= Excerpt provided =
..............................

The Midwest is made up of thousands of small watersheds, each containing thousands of acres of agricultural land. This intense concentration of agriculture has negative impacts on soil health and downstream water quality from nutrient transport. The Agricultural Conservation Planning Framework (ACPF) provides a watershed approach and set of GIS tools designed to find conservation opportunities across different landscapes.


The ACPF is based around a holistic approach emphasizing the importance of building soil health through practices such as minimal tillage and cover crops, which could be applied to any agricultural field. The framework is then built upon by locating suitable sites for conservation practices by applying GIS to elevation, soils, and land use data. The practices sited include grass waterways, contour buffer strips, nutrient removal wetlands, denitrifying bioreactors, and others. They are designed to intercept flow (overland or tile drained) to either decrease erosion potential or increase retention time allowing denitrification.


Once the GIS tools have been completed for a watershed, a menu of conservation opportunities found in fields, below fields, and along riparian zones are available. Along with the location of practices, each output contains information on the amount of water a practice would intercept or store, and amount of land the practice would take out of production. Conservationists, watershed planners, and land owners now have the resources to develop a preferred watershed plan for their own landscape and farm. They can also become more engaged with how the practices function and where a practice may be most effective within a watershed based on the amount of water it intercepts.


There have been efforts to disperse information from the ACPF and gauge its community reception. A group of researchers out of Purdue University have completed interviews from six watersheds between Minnesota and Iowa to understand why and how planners may be using the ACPF. A team at the National Lab for Agriculture and the Environment has also been working to distribute the results through online Story Maps by ESRI to allow people to view their conservation options on their own time.

..............................

= Input =

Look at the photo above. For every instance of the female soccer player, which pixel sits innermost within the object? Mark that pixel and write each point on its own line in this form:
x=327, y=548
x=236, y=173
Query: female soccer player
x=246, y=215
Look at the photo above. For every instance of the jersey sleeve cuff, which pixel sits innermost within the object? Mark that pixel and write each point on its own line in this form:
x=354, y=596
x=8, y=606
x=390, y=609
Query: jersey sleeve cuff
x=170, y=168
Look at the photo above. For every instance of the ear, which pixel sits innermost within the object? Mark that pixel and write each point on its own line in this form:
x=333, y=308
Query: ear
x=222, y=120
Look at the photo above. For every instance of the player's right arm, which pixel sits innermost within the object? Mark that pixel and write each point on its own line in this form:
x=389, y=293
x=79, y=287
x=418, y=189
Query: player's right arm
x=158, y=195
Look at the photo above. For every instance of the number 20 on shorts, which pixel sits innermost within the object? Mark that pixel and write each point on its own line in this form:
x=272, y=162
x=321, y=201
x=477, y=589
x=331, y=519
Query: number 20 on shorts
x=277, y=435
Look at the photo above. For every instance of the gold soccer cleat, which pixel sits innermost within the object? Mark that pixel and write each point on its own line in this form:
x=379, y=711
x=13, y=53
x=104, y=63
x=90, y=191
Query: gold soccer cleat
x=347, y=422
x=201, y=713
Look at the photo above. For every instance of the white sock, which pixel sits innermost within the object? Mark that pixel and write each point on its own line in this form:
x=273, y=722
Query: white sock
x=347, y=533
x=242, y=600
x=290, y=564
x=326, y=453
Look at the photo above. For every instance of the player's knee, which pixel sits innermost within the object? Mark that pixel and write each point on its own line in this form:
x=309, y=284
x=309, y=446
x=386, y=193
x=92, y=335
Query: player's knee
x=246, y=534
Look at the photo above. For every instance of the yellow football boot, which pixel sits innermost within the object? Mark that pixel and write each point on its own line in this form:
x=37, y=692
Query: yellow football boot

..............................

= Requirements =
- 1) Using the ACPF passage, answer each of the following:
(a) To which data is GIS applied when suitable sites for conservation practices are located?
(b) Researchers from which university conducted interviews, and in how many watersheds?
(c) Besides the location of practices, what two kinds of information does each output contain?
- 2) List every line in the rows that contains the string "cleat", matching case.

= Responses to the exercise =
- 1)
(a) Elevation, soils, and land use data.
(b) Purdue University; six watersheds.
(c) The amount of water a practice would intercept or store, and the amount of land the practice would take out of production.

- 2)
Look at the photo above. For every instance of the gold soccer cleat, which pixel sits innermost within the object? Mark that pixel and write each point on its own line in this form:
Query: gold soccer cleat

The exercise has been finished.